* _Problem 1_:
From the DUP article, output the passage starting at "She has also" and ending at "party’s fundamentalist grassroots.", copied word for word.
* _Problem 2_:
Answer these questions using the DUP article:
(a) According to the party, who are its democratic electoral processes for?
(b) When was the Northern Ireland Protocol introduced?
(c) What was the vote on which Foster abstained last week?

* _Given text_:
The party said its democratic electoral processes were for its members and declined to offer further comment.

There has been growing unease among DUP members about Foster and the wider party leadership in recent months.

The primary source of concern is the handling of the Brexit process. The DUP is facing anger from the wider loyalist and unionist community for the introduction of an Irish Sea border.

Critics have accused Foster of failing to use the party’s influence at Westminster – particularly during its confidence and supply deal with the Conservatives – to secure a Brexit deal that saw Northern Ireland leave the EU on the same terms as the rest of the UK.

She has also been accused of not being vociferous enough in opposition to the contentious Northern Ireland Protocol, which governs the new Brexit trading barriers between NI and GB, ahead of its introduction at the start of 2021.

Poor recent polling numbers have exacerbated the discontent within the party faithful, who are mindful of next May’s looming Assembly election.

Foster’s decision to abstain in a vote on gay conversion therapy last week appears to have further agitated sections of the party’s fundamentalist grassroots.

Dataset entries
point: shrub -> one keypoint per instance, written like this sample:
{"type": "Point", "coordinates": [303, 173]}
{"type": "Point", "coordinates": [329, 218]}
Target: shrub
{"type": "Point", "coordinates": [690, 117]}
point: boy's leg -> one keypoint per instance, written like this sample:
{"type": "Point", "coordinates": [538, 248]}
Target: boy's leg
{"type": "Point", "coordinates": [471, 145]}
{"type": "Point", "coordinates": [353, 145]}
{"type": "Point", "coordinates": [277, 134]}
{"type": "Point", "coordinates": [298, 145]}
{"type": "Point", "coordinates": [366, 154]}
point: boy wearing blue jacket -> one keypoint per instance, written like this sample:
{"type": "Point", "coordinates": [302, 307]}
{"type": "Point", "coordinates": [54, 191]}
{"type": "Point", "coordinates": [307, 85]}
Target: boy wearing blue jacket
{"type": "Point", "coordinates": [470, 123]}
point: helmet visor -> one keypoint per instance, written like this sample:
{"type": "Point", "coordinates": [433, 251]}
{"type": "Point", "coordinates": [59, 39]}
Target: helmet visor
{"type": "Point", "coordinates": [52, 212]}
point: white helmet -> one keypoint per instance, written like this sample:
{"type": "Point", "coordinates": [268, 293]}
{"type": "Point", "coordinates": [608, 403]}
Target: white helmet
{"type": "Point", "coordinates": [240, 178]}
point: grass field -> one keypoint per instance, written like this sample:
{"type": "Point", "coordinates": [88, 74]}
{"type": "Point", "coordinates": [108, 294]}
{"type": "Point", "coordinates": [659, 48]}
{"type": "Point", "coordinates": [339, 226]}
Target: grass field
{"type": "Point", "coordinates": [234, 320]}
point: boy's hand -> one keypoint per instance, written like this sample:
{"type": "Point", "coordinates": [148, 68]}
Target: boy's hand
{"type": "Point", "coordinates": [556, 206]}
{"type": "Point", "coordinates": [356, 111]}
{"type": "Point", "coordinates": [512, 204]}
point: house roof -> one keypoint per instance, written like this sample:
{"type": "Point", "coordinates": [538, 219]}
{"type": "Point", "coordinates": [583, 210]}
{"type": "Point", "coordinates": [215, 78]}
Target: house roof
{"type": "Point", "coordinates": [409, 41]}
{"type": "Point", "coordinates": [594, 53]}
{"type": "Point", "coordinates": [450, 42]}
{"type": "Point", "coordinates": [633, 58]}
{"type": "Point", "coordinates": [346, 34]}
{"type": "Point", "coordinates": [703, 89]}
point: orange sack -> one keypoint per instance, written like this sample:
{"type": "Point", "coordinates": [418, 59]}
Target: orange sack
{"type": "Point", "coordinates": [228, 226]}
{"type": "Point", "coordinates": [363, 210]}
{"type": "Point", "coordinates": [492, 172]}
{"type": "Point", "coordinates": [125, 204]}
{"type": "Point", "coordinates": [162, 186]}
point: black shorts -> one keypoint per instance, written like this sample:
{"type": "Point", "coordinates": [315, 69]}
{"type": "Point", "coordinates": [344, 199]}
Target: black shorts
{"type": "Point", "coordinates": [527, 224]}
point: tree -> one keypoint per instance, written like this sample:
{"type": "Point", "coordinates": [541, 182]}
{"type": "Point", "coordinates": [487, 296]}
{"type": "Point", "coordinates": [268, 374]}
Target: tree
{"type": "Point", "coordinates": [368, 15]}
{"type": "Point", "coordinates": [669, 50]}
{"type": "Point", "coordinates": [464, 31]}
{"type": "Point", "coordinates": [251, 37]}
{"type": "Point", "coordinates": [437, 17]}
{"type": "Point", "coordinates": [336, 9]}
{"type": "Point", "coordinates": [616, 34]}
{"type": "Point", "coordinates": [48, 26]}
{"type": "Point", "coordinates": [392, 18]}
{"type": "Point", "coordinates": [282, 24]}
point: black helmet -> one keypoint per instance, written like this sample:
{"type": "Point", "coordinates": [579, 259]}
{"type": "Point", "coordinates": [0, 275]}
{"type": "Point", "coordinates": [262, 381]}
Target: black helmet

==

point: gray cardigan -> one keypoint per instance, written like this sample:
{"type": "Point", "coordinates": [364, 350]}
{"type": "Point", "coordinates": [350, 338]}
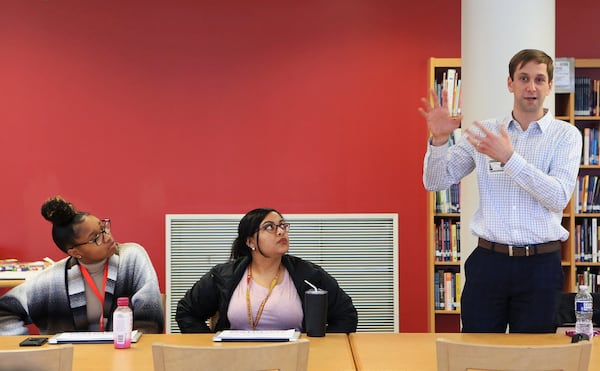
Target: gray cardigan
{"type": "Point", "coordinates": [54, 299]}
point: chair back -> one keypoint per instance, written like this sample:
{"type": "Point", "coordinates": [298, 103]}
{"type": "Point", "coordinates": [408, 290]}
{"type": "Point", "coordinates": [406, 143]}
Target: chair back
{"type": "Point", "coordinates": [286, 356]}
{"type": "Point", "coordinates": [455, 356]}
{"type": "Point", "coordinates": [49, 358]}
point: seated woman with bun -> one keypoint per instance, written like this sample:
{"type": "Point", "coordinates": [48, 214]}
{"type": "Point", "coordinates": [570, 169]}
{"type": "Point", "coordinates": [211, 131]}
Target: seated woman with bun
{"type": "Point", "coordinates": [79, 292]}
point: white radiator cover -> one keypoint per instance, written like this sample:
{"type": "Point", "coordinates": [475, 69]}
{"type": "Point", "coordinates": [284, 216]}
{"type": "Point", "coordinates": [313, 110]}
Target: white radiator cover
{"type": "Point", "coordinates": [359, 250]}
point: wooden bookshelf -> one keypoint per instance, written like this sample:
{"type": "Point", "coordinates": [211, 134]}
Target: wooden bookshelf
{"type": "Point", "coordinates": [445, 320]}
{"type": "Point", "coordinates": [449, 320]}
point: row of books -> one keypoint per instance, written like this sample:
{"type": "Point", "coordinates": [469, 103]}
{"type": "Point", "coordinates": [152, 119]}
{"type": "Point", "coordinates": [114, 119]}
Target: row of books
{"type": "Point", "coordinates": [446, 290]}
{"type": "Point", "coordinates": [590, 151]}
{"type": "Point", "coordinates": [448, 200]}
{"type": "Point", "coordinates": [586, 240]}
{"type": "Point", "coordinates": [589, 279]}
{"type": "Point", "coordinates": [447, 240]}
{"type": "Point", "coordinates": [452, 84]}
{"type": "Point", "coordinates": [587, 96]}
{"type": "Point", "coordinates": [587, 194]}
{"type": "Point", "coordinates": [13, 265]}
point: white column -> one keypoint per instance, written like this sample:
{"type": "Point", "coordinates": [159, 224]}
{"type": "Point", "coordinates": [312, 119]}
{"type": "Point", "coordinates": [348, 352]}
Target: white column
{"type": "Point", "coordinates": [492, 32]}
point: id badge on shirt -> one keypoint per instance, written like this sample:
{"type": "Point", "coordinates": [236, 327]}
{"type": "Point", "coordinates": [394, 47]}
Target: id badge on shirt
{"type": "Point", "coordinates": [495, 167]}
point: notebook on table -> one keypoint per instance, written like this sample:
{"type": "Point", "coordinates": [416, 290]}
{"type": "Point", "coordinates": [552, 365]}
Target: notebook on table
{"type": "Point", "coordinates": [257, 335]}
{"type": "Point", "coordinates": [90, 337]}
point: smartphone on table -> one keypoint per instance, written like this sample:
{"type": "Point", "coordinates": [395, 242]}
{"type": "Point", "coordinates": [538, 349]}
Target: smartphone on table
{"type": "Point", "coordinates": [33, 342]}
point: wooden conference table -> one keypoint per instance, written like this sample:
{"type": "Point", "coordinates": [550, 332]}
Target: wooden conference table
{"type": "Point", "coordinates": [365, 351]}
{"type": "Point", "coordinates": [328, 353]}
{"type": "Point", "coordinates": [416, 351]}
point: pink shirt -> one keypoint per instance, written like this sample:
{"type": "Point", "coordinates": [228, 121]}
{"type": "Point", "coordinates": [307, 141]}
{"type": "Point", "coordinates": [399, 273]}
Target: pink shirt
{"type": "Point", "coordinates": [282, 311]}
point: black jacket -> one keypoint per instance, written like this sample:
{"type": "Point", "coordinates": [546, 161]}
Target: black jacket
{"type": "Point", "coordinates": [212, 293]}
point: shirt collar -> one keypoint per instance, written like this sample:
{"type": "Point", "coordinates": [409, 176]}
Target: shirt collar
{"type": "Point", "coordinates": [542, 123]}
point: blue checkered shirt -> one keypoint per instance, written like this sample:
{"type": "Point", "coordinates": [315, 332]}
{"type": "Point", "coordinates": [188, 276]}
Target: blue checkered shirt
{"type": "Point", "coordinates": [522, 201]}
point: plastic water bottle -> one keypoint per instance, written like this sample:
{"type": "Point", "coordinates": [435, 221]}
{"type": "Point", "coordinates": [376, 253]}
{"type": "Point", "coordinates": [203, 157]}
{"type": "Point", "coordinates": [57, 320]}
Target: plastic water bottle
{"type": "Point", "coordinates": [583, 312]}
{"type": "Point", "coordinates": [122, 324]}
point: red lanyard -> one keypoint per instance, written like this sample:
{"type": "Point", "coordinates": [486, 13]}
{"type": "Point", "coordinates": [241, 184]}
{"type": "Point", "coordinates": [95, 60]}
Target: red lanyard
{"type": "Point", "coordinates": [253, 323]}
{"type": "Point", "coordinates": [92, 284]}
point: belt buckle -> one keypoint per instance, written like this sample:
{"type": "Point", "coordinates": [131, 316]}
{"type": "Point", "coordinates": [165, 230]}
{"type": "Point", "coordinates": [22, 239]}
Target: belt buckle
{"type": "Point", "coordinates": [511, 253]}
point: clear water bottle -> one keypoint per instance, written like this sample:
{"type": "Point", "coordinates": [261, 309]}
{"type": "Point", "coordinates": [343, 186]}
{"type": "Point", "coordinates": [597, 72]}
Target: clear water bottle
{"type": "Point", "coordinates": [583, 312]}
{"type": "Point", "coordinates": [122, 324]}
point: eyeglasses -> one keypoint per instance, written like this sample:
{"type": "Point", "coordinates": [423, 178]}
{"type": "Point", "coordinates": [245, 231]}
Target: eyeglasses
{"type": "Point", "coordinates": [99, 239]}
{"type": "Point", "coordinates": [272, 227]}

* _Result 1_:
She has also been accused of not being vociferous enough in opposition to the contentious Northern Ireland Protocol, which governs the new Brexit trading barriers between NI and GB, ahead of its introduction at the start of 2021.

Poor recent polling numbers have exacerbated the discontent within the party faithful, who are mindful of next May’s looming Assembly election.

Foster’s decision to abstain in a vote on gay conversion therapy last week appears to have further agitated sections of the party’s fundamentalist grassroots.

* _Result 2_:
(a) Its members.
(b) At the start of 2021.
(c) A vote on gay conversion therapy.